▸ **AUFGABENZIEL**
Zitieren Sie aus der Urteilsbesprechung zur A 44 wörtlich den Abschnitt von „Lesenswert sind die“ bis „zum Gegenstand habe.“.

▸ **VORGEGEBENER TEXT**

BVerwG, Urteil v. 18.03.2009 – 9 A 31.07 u.a. – [A 44 Ratingen Velbert]

Das Bundesverwaltungsgericht in Leipzig hat neun Klagen gegen den Bau eines Teilstücks der Autobahn A 44 zwischen Ratingen und Velbert abgewiesen, in einem weiteren Verfahren den Planfeststellungsbeschluss für das Vorhaben aber für rechtswidrig und nicht vollziehbar erklärt.Die Kläger hatten u.a. geltend gemacht, das Vorhaben verstoße gegen das europäische Artenschutzrecht. Diesem Einwand ist das Bundesverwaltungsgericht in seinem Urteil, dessen Absetzung immerhin deutlich länger als die als Richtschnur geltenden sechs Monate nach der Urteilsverkündung auf sich hat warten lassen, nicht gefolgt.

Lesenswert sind die Ausführungen zum Tatbestand der Zerstörung von Fortpflanzungs- und Ruhestätten ( § 42 Abs. 3 i.V.m. § 43 Abs. 5 S. 2 und 3 BNatSchG). Hier hat das BVerwG klargestellt, dass sich die Vorschrift auf die Erhaltung der Funktion der jeweiligen Lebensstätte richtet, und zwar bezogen auf die Exemplare der besonders geschützten Art, die diese Fortpflanzungs- und Lebensstätte bisher genutzt haben. So ginge durch den Bau der Autobahn zwar ein Brutbaum des artenschutzrechtlich besonders geschützten Steinkauzes verloren. Dem habe der Beklagte aber in rechtlich nicht zu beanstandender Weise durch nachträgliche Anordnung einer vor Baubeginn durchzuführenden Ausgleichsmaßnahme Rechnung getragen, die die Anlegung zusätzlicher, mit künstlichen Niströhren ausgestatteter, Habitatflächen für diese Vogelart zum Gegenstand habe.

Wenig glücklich sind die Ausführungen im Urteil zum Edelkrebs. Ob diese zu den besonders geschützten Arten zählende Art durch die Einleitung von Straßenoberflächenwasser in den Anger geschädigt werden könnte, hat der Senat ausdrücklich offen gelassen, da dies eine die wasserrechtliche Erlaubnis betreffende Frage sei, auf die es bei der artenschutzrechtlichen Beurteilung des Planfeststellungsbeschlusses nicht ankäme. Richtig ist, dass die wasserrechtliche Gestattungen rechtlich selbstständig neben dem Planfeststellungsbeschluss steht. Mag sein, dass man hieraus ableiten kann, dass auch die Verwirklichung von artenschutzrechtlichen Verbotstatbeständen der jeweiligen Genehmigung zuzuordnen sind. Dass dies aber im Ergebnis dazu führen soll, dass Enteignungsbetroffene, denen im Hinblick auf den Planfeststellungsbeschluss ein umfassendes Rügerecht zukommen soll, die mit der wasserrechtlichen Gestattung einhergehenden Verstöße gegen das Artenschutzrecht nicht mehr sollen rügen können, überzeugt nicht. Jedenfalls hätte das Gericht hier prüfen müssen, ob der Erteilung einer wasserrechtlichen Gestattung durch den Edelkrebs unüberwindbare Hindernisse entgegenstehen. In diesem Fällen wäre der Planfeststellungsbeschluss wegen fehlender Planrechtfertigung unzulässig. Es steht zu befürchten, dass sowohl Planer und Gutachter versuchen werden, die vermeintliche Lücke im Schutzsystem zu nutzen; anderseits werden die Naturschutzverbände hiergegen wieder juristisch aufrüsten.  Wieder einmal zeigt sich, dass die durch § 14 Abs. 1 WHG angeordnete Ausnahme der wasserrechtlichen Gestattungen vom Grundsatz der Konzentrationswirkung der Planfeststellung ein Fremdkörper im Planungsrecht ist, der mehr Probleme verursacht, als dass er hilfreich ist.

▸ **BEREITGESTELLTE DATEN**
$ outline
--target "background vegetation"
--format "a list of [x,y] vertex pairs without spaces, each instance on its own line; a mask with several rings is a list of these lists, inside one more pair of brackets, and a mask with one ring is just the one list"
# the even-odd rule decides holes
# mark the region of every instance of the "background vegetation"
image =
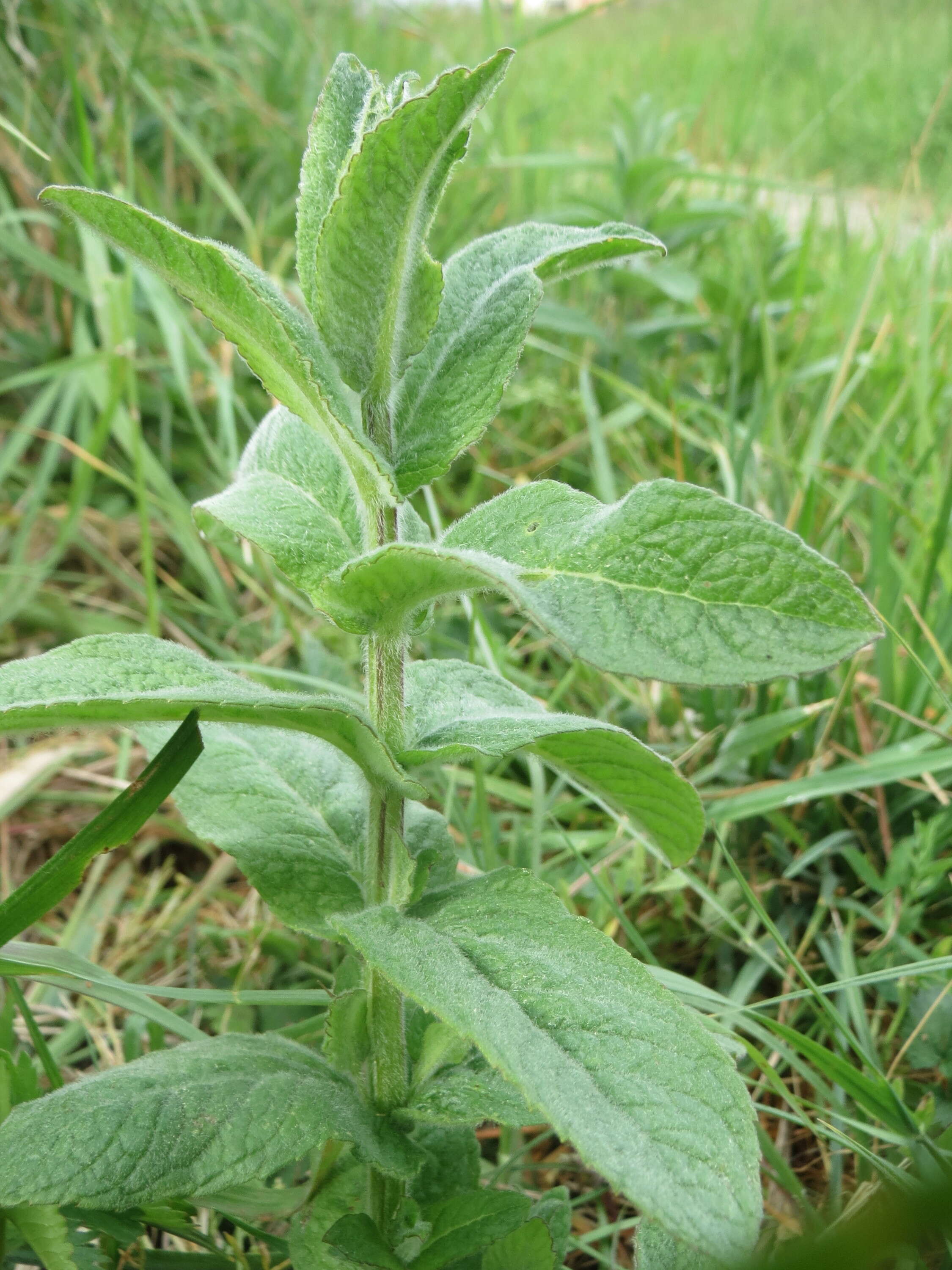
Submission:
[[[929,1176],[952,1135],[948,5],[669,0],[529,20],[491,5],[22,0],[5,37],[0,655],[149,630],[274,686],[357,687],[355,643],[267,559],[202,542],[190,519],[264,413],[260,386],[187,305],[34,194],[122,192],[293,290],[297,163],[334,53],[426,79],[514,44],[438,253],[533,216],[632,220],[670,255],[547,295],[498,425],[419,509],[446,521],[542,475],[605,500],[673,475],[796,528],[890,634],[826,676],[694,691],[569,664],[493,602],[444,608],[429,655],[491,658],[552,706],[632,729],[697,782],[712,832],[670,870],[522,759],[451,773],[434,805],[465,867],[537,870],[727,1034],[760,1110],[764,1247],[875,1205],[882,1179]],[[141,752],[117,733],[3,744],[6,894]],[[36,937],[169,994],[321,987],[335,956],[277,926],[171,805]],[[169,973],[183,951],[187,980]],[[23,1080],[164,1044],[93,997],[27,996],[41,1036],[11,1002],[0,1015]],[[166,1003],[212,1031],[320,1035],[306,1007]],[[569,1144],[541,1126],[481,1135],[495,1181],[571,1185],[571,1265],[631,1265],[631,1210]],[[895,1264],[947,1266],[948,1250]]]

▸ **ERGEBNIS DER ÜBUNG**
Lesenswert sind die Ausführungen zum Tatbestand der Zerstörung von Fortpflanzungs- und Ruhestätten ( § 42 Abs. 3 i.V.m. § 43 Abs. 5 S. 2 und 3 BNatSchG). Hier hat das BVerwG klargestellt, dass sich die Vorschrift auf die Erhaltung der Funktion der jeweiligen Lebensstätte richtet, und zwar bezogen auf die Exemplare der besonders geschützten Art, die diese Fortpflanzungs- und Lebensstätte bisher genutzt haben. So ginge durch den Bau der Autobahn zwar ein Brutbaum des artenschutzrechtlich besonders geschützten Steinkauzes verloren. Dem habe der Beklagte aber in rechtlich nicht zu beanstandender Weise durch nachträgliche Anordnung einer vor Baubeginn durchzuführenden Ausgleichsmaßnahme Rechnung getragen, die die Anlegung zusätzlicher, mit künstlichen Niströhren ausgestatteter, Habitatflächen für diese Vogelart zum Gegenstand habe.